§ **Problem requirements**
Begin at the line containing "Report one dot per instance of the window" and give again every line to the end of the records, exactly, without the pictures.

§ **Exercise inputs**
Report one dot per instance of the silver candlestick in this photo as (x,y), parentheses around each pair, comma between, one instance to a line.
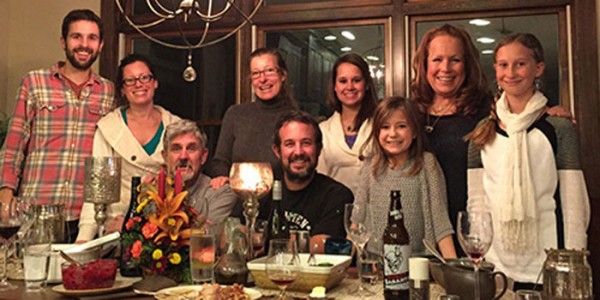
(102,185)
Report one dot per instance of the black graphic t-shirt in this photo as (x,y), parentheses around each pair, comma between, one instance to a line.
(318,208)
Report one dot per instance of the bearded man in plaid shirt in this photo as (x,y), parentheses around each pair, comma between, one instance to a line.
(52,130)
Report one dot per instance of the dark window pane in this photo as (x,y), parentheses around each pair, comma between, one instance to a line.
(310,57)
(207,98)
(502,26)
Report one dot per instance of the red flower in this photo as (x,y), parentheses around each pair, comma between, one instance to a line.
(136,249)
(160,265)
(149,230)
(131,222)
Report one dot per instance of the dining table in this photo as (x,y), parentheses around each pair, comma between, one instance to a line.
(345,290)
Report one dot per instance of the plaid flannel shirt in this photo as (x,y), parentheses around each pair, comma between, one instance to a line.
(50,135)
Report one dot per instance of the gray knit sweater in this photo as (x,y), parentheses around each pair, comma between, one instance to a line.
(423,201)
(247,136)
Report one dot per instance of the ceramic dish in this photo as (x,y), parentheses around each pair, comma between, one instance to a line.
(119,285)
(192,291)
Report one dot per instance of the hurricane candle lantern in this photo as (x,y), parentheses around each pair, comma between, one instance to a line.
(102,185)
(251,181)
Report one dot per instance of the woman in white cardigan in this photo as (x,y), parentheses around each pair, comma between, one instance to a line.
(353,97)
(134,132)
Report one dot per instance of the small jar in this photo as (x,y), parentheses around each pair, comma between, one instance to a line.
(567,274)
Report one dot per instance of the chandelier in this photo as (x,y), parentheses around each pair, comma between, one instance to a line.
(180,12)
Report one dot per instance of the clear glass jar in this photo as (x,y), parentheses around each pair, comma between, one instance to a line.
(567,274)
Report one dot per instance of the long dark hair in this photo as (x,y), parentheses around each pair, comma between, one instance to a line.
(474,90)
(284,93)
(369,100)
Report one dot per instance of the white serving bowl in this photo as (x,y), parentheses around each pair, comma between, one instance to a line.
(54,268)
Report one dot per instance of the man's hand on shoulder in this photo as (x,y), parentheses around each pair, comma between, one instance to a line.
(6,194)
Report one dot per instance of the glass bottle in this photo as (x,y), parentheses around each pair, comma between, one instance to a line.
(278,225)
(128,266)
(396,251)
(231,267)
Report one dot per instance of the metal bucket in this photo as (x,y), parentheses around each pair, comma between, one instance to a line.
(51,219)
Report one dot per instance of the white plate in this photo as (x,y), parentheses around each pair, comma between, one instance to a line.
(119,285)
(179,292)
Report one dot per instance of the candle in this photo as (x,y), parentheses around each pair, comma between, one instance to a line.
(178,181)
(161,183)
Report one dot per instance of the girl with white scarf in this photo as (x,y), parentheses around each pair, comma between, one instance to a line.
(524,167)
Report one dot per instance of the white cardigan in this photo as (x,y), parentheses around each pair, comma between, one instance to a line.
(113,138)
(550,171)
(337,160)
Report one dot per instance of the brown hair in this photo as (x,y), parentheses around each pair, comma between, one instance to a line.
(369,100)
(473,91)
(284,93)
(485,133)
(382,112)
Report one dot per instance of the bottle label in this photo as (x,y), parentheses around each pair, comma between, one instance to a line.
(395,266)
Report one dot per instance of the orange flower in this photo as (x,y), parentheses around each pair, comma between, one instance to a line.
(132,222)
(169,216)
(149,230)
(136,249)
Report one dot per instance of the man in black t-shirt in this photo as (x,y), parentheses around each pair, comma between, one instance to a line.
(311,201)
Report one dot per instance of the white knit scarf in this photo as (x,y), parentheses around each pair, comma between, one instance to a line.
(517,215)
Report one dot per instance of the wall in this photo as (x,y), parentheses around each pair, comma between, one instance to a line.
(31,40)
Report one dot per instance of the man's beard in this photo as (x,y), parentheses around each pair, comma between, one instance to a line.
(71,57)
(187,175)
(302,175)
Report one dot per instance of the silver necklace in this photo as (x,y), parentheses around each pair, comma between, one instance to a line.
(429,127)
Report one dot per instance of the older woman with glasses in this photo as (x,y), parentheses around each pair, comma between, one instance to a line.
(247,130)
(134,132)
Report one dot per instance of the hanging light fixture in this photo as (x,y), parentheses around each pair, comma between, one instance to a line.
(188,11)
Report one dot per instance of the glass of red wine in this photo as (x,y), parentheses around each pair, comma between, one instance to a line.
(10,222)
(282,264)
(475,234)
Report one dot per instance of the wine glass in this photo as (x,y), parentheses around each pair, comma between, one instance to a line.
(10,222)
(357,218)
(475,234)
(282,264)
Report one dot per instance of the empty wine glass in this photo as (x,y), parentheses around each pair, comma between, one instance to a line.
(475,234)
(10,222)
(357,218)
(282,264)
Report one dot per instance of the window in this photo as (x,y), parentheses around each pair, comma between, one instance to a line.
(204,100)
(311,52)
(554,83)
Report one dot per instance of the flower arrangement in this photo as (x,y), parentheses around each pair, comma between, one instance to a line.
(158,237)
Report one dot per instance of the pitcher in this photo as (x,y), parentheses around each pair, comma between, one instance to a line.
(567,275)
(231,267)
(50,217)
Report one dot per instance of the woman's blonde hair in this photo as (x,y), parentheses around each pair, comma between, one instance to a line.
(417,148)
(473,92)
(485,133)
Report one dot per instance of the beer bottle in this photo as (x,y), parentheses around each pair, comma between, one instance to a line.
(128,267)
(396,251)
(278,225)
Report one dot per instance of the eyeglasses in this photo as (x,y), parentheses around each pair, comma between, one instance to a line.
(267,72)
(142,79)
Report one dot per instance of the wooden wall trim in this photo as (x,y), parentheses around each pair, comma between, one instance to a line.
(587,109)
(109,58)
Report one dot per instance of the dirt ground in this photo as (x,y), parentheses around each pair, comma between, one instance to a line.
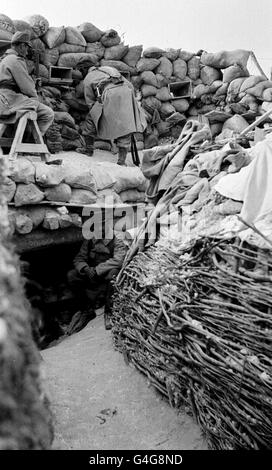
(101,403)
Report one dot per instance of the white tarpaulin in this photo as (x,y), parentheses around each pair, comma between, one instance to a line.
(252,184)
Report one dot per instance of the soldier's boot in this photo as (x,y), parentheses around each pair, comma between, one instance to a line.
(122,155)
(89,146)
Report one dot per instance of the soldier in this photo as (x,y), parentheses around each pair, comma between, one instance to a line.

§ **Written response**
Report one dot per instance of the window in this photo as (x,y), parentheses around each pair, comma between, one instance to a line.
(204,100)
(311,52)
(554,83)
Report one dot per instance of the flower arrangement in this photo as (x,y), parentheses around each pair, comma between, one instance to a line.
(158,237)
Report one dot per instance of the pitcher in this photo as (x,y), parentheses around each pair, comma between, one instance to a line.
(567,275)
(231,267)
(50,217)
Report one dot per instance of the woman's blonde hair in this photo as (x,y), parentheses around each pair, comma between, one instance to a line.
(417,148)
(473,92)
(485,133)
Report one dot per instance of the beer bottle in this photo as (x,y), parentheses around each pair, comma between, one instance to a line.
(128,267)
(396,251)
(278,225)
Report one dot per instance of the eyeglasses in this photo as (x,y), parentheses around each pair, comma between, one instance to a line.
(267,72)
(142,79)
Report one dot per instance of the wooden wall trim in this photo as (x,y), parentheses around each pair, comma between, one instance to a line.
(587,109)
(109,58)
Report one dot per instance of the dirt ground in this photo as (x,y), parentheses around each pair, comma between, one instance to a line.
(101,403)
Report one dot per instance of the white tarpaulin in this photo as (x,y), parentheses around each pair, comma between, one instance to a line.
(252,184)
Report one dot per instance of the soldier's boot in this photo as (x,y), parentheses around each pair, comma between, one instance to a line.
(122,155)
(89,146)
Report one dot per instance of the soldier in this photo as (x,y), parentheses around each pair, comma between, one instance to a line.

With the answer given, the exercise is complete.